The problem —
If a line in the listing contains "mask", copy it out whole.

═══

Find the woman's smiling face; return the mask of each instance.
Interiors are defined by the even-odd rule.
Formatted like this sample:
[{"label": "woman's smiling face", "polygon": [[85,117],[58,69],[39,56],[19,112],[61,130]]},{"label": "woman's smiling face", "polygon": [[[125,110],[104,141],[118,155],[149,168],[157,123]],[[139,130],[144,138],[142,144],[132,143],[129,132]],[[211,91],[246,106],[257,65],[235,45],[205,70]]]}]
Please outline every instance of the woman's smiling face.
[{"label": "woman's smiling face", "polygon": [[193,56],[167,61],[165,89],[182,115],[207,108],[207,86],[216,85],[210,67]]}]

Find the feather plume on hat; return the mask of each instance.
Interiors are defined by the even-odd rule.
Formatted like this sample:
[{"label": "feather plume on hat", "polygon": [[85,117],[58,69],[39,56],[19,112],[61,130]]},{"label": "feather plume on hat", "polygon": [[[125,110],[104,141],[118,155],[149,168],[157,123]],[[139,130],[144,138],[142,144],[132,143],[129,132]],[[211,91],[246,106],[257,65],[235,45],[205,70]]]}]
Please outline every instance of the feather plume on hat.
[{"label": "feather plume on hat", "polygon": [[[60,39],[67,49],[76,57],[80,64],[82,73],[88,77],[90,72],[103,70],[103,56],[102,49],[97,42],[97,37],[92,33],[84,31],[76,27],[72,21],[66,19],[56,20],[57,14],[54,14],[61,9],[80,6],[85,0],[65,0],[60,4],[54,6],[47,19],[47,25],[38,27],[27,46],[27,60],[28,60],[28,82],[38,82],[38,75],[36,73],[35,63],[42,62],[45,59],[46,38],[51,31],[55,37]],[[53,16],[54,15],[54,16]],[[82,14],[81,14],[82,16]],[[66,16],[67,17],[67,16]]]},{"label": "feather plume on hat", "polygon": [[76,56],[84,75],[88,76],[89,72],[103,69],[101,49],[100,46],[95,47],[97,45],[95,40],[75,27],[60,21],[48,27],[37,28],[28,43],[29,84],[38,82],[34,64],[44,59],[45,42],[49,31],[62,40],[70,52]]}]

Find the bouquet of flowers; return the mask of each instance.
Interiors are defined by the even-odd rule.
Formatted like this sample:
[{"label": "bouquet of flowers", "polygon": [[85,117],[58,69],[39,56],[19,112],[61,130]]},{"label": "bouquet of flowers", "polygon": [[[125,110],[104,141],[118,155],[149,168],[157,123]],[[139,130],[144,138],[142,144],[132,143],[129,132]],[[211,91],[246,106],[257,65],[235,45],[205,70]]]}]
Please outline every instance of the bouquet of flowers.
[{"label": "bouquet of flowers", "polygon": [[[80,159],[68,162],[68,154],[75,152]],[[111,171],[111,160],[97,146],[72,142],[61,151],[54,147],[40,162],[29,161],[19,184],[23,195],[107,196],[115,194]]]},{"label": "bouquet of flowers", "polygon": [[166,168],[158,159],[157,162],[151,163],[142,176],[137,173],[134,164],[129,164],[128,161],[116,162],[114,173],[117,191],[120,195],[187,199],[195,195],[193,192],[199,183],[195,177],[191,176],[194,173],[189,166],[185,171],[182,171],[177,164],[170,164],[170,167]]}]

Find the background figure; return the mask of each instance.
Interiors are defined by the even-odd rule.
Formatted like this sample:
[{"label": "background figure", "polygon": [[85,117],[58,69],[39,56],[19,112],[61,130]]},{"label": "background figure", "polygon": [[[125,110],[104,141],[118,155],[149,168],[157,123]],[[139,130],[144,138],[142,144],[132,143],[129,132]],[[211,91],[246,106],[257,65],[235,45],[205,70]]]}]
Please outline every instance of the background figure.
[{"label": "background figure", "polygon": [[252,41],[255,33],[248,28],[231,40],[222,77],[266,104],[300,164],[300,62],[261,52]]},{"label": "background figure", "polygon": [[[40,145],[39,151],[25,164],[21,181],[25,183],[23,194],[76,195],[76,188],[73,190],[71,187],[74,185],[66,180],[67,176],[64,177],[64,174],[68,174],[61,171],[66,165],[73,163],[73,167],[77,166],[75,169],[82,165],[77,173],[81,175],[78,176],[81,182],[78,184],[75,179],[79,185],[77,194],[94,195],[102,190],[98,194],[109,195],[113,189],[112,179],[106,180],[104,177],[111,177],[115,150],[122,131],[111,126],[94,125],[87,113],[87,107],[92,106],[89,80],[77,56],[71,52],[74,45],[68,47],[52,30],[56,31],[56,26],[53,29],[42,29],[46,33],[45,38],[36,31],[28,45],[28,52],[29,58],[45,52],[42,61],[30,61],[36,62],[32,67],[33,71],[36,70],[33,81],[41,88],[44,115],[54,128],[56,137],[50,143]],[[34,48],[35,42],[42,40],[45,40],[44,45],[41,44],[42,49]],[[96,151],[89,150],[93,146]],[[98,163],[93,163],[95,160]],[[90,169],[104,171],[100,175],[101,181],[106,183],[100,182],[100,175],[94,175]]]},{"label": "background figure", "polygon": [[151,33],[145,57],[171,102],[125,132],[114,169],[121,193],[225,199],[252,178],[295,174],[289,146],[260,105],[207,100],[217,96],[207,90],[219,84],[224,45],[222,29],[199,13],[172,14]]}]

═══

Expected answer —
Find the woman's smiling face; return the mask of each instance.
Find the feather plume on hat; return the mask of each instance.
Find the bouquet of flowers; return the mask of each instance.
Find the background figure; return the mask of each instance.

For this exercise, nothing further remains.